Text block Start Marker
Example: On a pole, intersect_points(get_points("points", self, 10m, "veg"), get_points("points", self, 10m, "ground"),"veg and ground")
exclude_points
exclude_points(points, pointsToRemove, [label])
Removes all points that appear in pointsToRemove from points. Sets up a new categorization if a new label is specified.
Example: On a pole, exclude_points(get_points("points", self, 10m, "veg"), get_points("points", self, 10m, "ground"),"veg and not ground")
get_points
get_points(label, object, radius, [point_cloud_types])
Retrieves all points within a radial distance of the object (cables or poles). If no point cloud types are specified no filter is used.
Valid point cloud types are:
ground, ground2, water, road, veg, building, fence, vehicle, smo_gnd, smo_rt, antenna_rt, overpass, electrical, railway, pipeline, infra, special, unclassified, noise, pole_p, pole_np, stays, tower, structure, cond
See Point Cloud classes for a list of Neara supported types, with examples
Example 1
On a span:
get_points("points", Environments[].Cables, 10m, "veg")returns all points within a 10m radial distance of the span.
Example 2
On a pole:
get_points("veg_points", self, 10m. "veg")returns all points classified as "veg" within a 10m radial distance of the pole.
get_highest_point
get_highest_point(point_selection)
Returns the highest point of the selection as a 3-dimensional coordinate. Returns null if there are no points.
partition_points
partition_points(points, {by_timestamp: seconds, by_dataset: bool, by_point_type: bool, by_constituent_dataset: bool, by_classification: bool})Partitions the points of the selection by the specified partition keys. At least one partition key needs to be specified.
The following keys are supported:
by_dataset: Partitions by datasetsby_timestamp: Partitions the points by grouping all points that lie within [time_duration] intervalby_point_type: Partitions by point type. Respects reclassificationsby_constituent_dataset: Partitions by breaking up combo datasets into their constituent datasets. Only needed when using combo datasetsby_classification: Partitions by the original classification code. Does not account for reclassifications
Example: partition_points(get_points("points", self, 10m), by_constituent_dataset: true) returns a list of constituent point selections.
Label, visualize, and colourize Point Cloud selections
The above functions create a new Point Cloud selection.
You can specify a label for the selection, which will be visible in the table cell, along with the number of points. Click on the label to reorient the camera to cover the point selection:
Additionally, this label can be given properties to modify the visualisation of the selected points, stored against the model object PointCloudVisibilityConfig. To access, it follow these steps.
Create a new custom report and select PointCloudVisibilityConfig as the data source:
Each row in the table corresponds to a point selection:
Add new rows for each of the point selections you wish to visualise, being careful to use exactly the label as typed in your formula.
Text block End Marker
Provided records Start Marker
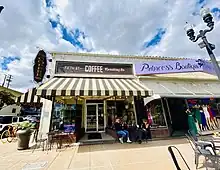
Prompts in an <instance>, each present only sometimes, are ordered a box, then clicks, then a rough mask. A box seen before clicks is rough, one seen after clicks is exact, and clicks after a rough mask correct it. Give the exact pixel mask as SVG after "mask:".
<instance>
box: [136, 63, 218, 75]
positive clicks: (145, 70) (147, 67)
mask: <svg viewBox="0 0 220 170" xmlns="http://www.w3.org/2000/svg"><path fill="white" fill-rule="evenodd" d="M201 71H202V72H207V73H210V74H215V71H214V69H213V66H212V64H211V63H210V62H207V61H203V60H201V59H198V60H160V61H148V62H144V63H136V64H135V73H136V75H149V74H166V73H184V72H201Z"/></svg>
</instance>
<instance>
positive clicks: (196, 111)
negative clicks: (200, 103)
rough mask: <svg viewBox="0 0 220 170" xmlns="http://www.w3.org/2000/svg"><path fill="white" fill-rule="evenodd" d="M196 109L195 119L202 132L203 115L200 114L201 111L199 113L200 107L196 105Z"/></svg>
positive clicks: (199, 111) (195, 113) (200, 130)
mask: <svg viewBox="0 0 220 170" xmlns="http://www.w3.org/2000/svg"><path fill="white" fill-rule="evenodd" d="M194 109H195V117H196V120H197V124H198V127H199V130H200V131H202V118H201V114H200V111H199V106H198V105H195V106H194Z"/></svg>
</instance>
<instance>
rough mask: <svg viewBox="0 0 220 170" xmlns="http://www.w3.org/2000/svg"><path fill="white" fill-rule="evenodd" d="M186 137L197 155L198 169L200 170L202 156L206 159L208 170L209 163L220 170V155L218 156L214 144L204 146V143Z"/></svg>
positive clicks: (205, 159)
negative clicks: (214, 146)
mask: <svg viewBox="0 0 220 170" xmlns="http://www.w3.org/2000/svg"><path fill="white" fill-rule="evenodd" d="M186 137H187V139H188V141H189V143H190V145H191V147H192V149H193V151H194V154H195V164H196V169H197V168H198V164H199V158H200V157H201V156H202V157H204V158H205V167H206V169H208V167H207V165H208V163H209V161H211V163H212V165H213V167H214V168H215V169H216V170H217V169H219V168H220V155H218V154H217V152H216V149H215V147H214V146H215V145H214V144H213V143H212V144H211V145H204V143H202V144H201V143H199V142H197V141H192V140H191V139H192V138H191V137H190V136H189V135H188V134H186Z"/></svg>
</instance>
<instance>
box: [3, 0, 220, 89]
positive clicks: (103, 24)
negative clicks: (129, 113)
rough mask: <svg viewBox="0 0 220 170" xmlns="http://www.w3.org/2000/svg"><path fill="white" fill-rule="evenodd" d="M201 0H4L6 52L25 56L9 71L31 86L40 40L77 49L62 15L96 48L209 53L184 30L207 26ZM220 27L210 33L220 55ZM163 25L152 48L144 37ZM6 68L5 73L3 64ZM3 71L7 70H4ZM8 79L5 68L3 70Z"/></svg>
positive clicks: (217, 24) (21, 84)
mask: <svg viewBox="0 0 220 170" xmlns="http://www.w3.org/2000/svg"><path fill="white" fill-rule="evenodd" d="M196 2H197V1H196V0H192V1H186V0H168V1H167V0H147V1H143V0H142V1H141V0H129V1H128V0H120V1H119V0H111V1H103V0H54V4H55V5H56V8H53V9H52V8H49V9H48V8H46V5H45V4H46V3H45V1H44V0H41V1H36V0H29V1H26V0H20V1H19V3H14V1H12V0H1V4H0V5H3V6H5V9H4V10H3V11H2V13H1V14H0V25H1V26H0V32H1V38H0V44H1V46H0V56H20V57H21V60H20V61H15V62H13V63H11V64H9V65H8V68H9V71H6V73H8V74H12V75H13V77H14V78H13V82H12V86H11V87H12V88H16V89H19V90H23V91H25V89H27V88H31V86H33V85H34V84H33V83H32V79H33V78H32V62H33V59H34V57H35V55H36V54H37V51H38V50H37V48H36V46H38V47H40V48H43V49H45V50H47V51H50V50H54V51H63V52H65V51H76V50H77V48H76V47H74V46H73V45H72V44H71V43H70V42H68V41H66V40H64V39H62V36H63V34H62V29H61V27H60V26H59V25H58V27H57V28H56V29H52V28H51V25H50V23H49V21H48V19H49V18H50V19H53V20H57V14H59V15H60V23H61V24H63V25H64V26H66V27H67V30H68V31H70V30H73V29H75V28H78V29H79V30H80V31H83V32H85V34H86V35H87V37H86V38H85V39H84V38H83V37H82V36H80V37H79V39H78V40H79V41H80V42H81V43H82V44H83V45H84V47H85V48H88V49H90V48H92V49H93V50H94V52H95V53H112V54H143V53H146V54H147V55H155V56H158V55H161V56H176V57H182V56H184V57H190V58H191V57H200V58H205V57H207V53H206V51H205V50H200V49H199V47H198V46H197V45H196V43H192V42H190V41H189V40H188V38H187V37H186V35H185V32H184V30H183V26H184V24H185V22H186V21H189V22H191V23H193V24H195V25H196V30H198V29H199V28H205V25H204V23H203V21H202V19H201V18H200V17H199V16H193V15H192V13H193V12H197V13H198V9H199V7H196ZM207 3H208V4H207V6H209V7H210V8H213V7H220V2H219V1H217V0H210V1H207ZM215 21H216V22H215V23H216V26H215V30H214V31H213V32H212V33H210V34H209V35H208V39H209V40H210V42H212V43H214V44H215V45H216V50H215V53H216V55H217V56H220V48H218V47H220V41H218V37H219V36H220V32H219V31H218V30H219V29H220V22H219V20H215ZM158 28H166V34H165V35H164V37H163V39H162V41H161V42H160V43H159V44H158V45H156V46H154V47H151V48H149V49H147V50H143V44H144V42H146V41H148V40H150V39H151V38H152V37H153V36H154V34H155V32H156V30H157V29H158ZM0 72H2V73H5V71H2V70H1V69H0ZM1 75H2V76H1ZM0 79H3V74H0Z"/></svg>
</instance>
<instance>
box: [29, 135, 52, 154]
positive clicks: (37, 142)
mask: <svg viewBox="0 0 220 170" xmlns="http://www.w3.org/2000/svg"><path fill="white" fill-rule="evenodd" d="M47 141H48V138H47V137H43V134H39V138H37V139H36V144H35V146H34V148H33V150H32V153H33V152H34V151H35V149H37V148H38V147H41V146H42V151H44V150H45V147H47Z"/></svg>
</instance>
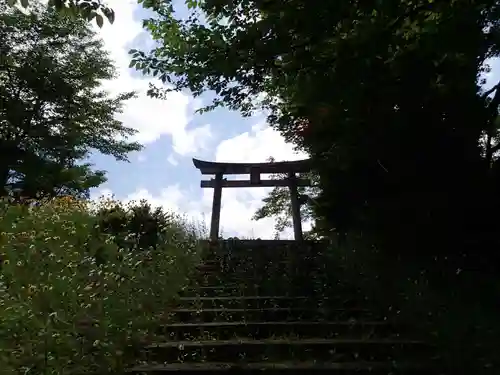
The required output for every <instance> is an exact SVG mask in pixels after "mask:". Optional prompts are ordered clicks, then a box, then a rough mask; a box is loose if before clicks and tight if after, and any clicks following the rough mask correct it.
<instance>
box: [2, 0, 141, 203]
mask: <svg viewBox="0 0 500 375" xmlns="http://www.w3.org/2000/svg"><path fill="white" fill-rule="evenodd" d="M0 40H2V44H1V49H2V50H1V56H2V58H1V59H0V103H1V105H0V124H1V127H0V149H1V150H2V157H1V159H0V178H1V184H2V185H1V187H2V195H9V194H13V193H14V192H17V193H16V194H19V195H22V196H23V197H28V198H34V197H35V196H37V195H38V196H39V195H43V196H47V195H48V196H54V195H74V196H87V195H88V192H89V189H90V188H92V187H96V186H98V185H100V184H101V183H102V182H104V181H105V172H104V171H100V170H94V169H93V168H92V165H91V164H89V163H86V162H85V160H86V159H87V157H88V156H89V155H90V153H91V152H100V153H103V154H106V155H112V156H114V157H115V158H116V159H117V160H127V156H126V155H127V153H129V152H131V151H135V150H139V149H140V148H141V146H140V145H139V144H138V143H135V142H129V141H128V140H127V138H128V137H129V136H131V135H133V134H134V133H135V130H133V129H130V128H127V127H125V126H124V125H123V124H122V123H121V122H120V121H118V120H116V119H115V115H116V114H117V113H119V112H120V111H121V110H122V106H123V103H124V101H126V100H128V99H130V98H132V97H133V96H134V95H135V93H133V92H128V93H121V94H119V95H117V96H116V97H111V96H110V95H109V94H108V93H107V92H105V91H103V90H101V89H100V85H101V81H102V80H109V79H112V78H114V77H115V68H114V66H113V63H112V60H111V59H110V57H109V56H108V53H107V52H106V51H105V50H104V48H103V43H102V41H101V40H99V39H97V38H96V35H95V33H94V32H93V31H91V29H90V28H89V26H88V25H87V24H86V22H85V21H84V20H81V19H80V20H74V19H70V18H67V17H60V16H59V15H58V14H57V12H56V11H55V10H50V9H46V8H44V7H42V6H36V7H33V8H32V11H31V13H30V14H29V15H25V14H23V13H22V12H21V11H19V10H16V9H12V8H9V7H6V6H5V5H0Z"/></svg>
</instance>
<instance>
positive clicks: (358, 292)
mask: <svg viewBox="0 0 500 375" xmlns="http://www.w3.org/2000/svg"><path fill="white" fill-rule="evenodd" d="M300 289H306V288H299V287H295V288H292V286H290V285H277V284H272V283H270V284H267V285H260V284H251V283H248V284H245V283H240V284H237V283H225V284H222V285H220V284H216V285H209V286H193V287H190V288H188V289H185V290H184V291H183V292H182V295H183V296H184V297H195V296H200V297H231V296H251V295H265V294H273V295H283V296H300V295H303V293H302V292H303V291H301V290H300ZM338 289H339V291H338V293H336V294H335V296H334V297H335V298H339V299H341V298H345V299H347V298H351V299H356V300H362V299H364V296H363V294H362V292H361V291H360V290H356V289H353V288H350V289H348V288H344V287H339V288H338Z"/></svg>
Provided records End Marker
▶ **The task**: Reproduce the point cloud functions text word for word, beginning at the words "You can specify" and ending after the words "follow these steps.". The listing is not required for anything here.

▶ **Exercise answer**:
You can specify a label for the selection, which will be visible in the table cell, along with the number of points. Click on the label to reorient the camera to cover the point selection:
Additionally, this label can be given properties to modify the visualisation of the selected points, stored against the model object PointCloudVisibilityConfig. To access, it follow these steps.